## DATA FOR THIS TASK
-------
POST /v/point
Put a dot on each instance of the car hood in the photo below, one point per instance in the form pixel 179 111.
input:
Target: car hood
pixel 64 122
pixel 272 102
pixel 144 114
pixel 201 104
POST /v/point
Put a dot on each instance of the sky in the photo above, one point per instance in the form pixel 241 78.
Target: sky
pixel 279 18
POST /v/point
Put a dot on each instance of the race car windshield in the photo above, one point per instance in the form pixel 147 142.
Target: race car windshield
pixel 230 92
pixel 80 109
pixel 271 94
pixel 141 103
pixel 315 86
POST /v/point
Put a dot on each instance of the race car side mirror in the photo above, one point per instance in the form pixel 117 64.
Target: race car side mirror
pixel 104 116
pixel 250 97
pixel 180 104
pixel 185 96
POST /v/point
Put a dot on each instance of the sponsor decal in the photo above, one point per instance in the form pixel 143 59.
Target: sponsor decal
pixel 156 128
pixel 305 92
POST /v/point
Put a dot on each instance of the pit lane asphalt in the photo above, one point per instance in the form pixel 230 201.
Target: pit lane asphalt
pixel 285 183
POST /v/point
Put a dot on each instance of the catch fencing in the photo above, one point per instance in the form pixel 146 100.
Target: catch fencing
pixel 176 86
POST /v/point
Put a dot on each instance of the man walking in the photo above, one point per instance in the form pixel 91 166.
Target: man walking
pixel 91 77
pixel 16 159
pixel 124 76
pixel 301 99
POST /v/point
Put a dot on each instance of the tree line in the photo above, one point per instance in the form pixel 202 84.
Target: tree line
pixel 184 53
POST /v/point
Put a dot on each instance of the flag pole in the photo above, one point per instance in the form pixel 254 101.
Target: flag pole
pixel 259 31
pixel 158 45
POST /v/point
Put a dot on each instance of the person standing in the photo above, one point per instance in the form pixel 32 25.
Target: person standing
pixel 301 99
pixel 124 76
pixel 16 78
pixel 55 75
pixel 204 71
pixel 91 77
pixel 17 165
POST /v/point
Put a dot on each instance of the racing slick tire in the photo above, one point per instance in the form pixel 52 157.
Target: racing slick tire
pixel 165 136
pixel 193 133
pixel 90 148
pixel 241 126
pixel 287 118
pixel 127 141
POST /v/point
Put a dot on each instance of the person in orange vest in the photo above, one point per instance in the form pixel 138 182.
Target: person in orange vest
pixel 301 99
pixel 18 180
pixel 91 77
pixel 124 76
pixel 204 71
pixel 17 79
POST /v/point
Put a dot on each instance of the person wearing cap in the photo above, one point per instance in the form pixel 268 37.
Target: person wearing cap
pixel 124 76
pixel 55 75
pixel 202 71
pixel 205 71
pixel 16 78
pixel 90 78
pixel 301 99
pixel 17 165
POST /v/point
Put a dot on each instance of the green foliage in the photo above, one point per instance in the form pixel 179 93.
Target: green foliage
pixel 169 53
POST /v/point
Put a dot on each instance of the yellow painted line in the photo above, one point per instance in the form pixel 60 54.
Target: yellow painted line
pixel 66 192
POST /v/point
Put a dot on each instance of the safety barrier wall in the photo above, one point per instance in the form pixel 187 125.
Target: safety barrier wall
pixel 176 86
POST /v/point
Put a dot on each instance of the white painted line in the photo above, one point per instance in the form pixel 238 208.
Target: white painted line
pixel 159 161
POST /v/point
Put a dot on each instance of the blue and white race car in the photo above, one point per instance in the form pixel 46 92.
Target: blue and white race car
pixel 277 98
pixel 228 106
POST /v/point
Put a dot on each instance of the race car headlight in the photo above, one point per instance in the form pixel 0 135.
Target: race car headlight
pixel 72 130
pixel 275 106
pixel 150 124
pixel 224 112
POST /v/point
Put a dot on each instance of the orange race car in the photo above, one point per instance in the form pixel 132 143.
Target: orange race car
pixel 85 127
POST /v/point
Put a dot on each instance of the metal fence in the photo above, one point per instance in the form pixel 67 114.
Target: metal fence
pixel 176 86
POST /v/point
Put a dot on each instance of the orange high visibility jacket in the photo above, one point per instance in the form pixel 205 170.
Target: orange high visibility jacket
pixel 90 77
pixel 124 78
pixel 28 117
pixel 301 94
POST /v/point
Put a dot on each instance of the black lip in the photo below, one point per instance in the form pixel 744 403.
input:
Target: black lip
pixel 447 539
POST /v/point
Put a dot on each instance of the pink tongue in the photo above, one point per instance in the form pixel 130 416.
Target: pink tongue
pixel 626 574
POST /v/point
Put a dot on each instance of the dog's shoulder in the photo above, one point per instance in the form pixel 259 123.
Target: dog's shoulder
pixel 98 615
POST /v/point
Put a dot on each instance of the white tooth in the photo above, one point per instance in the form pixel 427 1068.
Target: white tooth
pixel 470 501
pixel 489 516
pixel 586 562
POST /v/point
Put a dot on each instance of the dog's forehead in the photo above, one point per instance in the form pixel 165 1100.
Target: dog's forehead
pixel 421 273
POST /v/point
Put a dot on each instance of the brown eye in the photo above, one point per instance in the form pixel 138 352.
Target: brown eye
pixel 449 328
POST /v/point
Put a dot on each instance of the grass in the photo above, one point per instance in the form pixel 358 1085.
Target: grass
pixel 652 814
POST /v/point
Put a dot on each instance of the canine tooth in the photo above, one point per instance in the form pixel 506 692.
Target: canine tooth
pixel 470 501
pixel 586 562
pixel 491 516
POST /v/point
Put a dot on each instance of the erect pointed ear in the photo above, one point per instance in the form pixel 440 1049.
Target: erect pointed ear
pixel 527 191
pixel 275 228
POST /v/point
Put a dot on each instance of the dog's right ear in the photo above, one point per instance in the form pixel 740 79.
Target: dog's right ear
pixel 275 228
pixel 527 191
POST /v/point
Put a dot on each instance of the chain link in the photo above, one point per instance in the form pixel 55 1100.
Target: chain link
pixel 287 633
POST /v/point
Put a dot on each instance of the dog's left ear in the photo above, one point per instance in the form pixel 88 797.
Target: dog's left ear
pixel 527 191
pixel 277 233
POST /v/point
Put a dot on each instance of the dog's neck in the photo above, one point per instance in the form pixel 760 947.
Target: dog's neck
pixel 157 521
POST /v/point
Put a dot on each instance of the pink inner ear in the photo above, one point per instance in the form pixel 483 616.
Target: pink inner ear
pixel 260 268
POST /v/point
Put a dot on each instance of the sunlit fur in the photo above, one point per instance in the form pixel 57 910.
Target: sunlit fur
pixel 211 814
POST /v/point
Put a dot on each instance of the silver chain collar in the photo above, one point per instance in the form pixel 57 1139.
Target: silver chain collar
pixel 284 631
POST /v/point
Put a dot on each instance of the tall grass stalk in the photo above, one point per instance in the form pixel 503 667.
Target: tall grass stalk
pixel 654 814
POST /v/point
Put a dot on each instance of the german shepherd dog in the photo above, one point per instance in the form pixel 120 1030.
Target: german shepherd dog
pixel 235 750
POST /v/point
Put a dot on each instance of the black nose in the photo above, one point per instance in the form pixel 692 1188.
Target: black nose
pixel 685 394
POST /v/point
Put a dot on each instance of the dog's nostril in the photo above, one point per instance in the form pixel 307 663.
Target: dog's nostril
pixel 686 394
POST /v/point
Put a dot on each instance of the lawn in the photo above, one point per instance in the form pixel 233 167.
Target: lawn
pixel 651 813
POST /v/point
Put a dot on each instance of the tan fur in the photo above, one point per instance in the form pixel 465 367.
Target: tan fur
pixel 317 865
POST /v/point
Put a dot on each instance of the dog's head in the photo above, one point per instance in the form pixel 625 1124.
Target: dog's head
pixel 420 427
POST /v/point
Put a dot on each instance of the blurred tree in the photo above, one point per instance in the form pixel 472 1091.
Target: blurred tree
-------
What lines in the material above contain the word "below"? Copy them out.

## ANSWER SECTION
Put a dot on each instance of the car hood in the photo below, one point per instance in the form pixel 179 111.
Put a dot on each instance of the black lip in the photo below, one point per instance in the form pixel 744 403.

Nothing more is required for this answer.